*WHAT IS NEEDED*
Wherever the string "shoelace" occurs in a line of these records, report that line.
(Beginning of DATA RECORDS)
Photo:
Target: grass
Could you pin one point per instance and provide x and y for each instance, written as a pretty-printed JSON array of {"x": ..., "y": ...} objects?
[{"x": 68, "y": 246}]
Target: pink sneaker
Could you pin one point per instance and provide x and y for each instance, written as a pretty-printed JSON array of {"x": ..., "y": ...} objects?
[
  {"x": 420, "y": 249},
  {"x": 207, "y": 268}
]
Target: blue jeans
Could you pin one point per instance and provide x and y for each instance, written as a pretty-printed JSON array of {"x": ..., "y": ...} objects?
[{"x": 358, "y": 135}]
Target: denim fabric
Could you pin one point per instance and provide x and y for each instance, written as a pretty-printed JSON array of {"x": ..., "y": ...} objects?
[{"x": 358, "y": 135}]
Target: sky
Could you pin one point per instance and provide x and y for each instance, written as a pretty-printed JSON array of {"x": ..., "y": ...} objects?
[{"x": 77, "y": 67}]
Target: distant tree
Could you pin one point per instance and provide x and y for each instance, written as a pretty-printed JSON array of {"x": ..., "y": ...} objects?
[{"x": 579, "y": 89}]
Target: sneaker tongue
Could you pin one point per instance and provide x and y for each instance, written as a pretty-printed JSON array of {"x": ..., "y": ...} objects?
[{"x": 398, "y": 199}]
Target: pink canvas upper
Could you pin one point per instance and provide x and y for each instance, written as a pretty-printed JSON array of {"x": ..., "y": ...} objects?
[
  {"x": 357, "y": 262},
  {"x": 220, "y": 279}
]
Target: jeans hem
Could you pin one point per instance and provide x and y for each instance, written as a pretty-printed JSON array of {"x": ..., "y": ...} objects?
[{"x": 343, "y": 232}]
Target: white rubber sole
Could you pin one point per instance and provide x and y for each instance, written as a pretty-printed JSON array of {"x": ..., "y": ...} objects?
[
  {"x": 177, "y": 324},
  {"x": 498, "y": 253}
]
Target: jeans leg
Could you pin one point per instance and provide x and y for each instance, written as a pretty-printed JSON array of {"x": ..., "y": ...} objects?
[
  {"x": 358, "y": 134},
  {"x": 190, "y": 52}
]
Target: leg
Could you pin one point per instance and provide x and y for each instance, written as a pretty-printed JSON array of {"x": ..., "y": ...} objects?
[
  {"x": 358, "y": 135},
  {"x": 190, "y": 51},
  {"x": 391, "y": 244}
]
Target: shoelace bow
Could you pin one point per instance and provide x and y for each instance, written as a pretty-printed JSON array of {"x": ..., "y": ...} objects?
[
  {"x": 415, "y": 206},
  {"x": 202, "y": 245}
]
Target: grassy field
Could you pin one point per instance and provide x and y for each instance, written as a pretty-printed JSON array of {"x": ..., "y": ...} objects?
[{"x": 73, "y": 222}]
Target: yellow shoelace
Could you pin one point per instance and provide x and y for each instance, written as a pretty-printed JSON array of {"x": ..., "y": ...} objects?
(End of DATA RECORDS)
*ANSWER BELOW*
Target: shoelace bow
Target: yellow shoelace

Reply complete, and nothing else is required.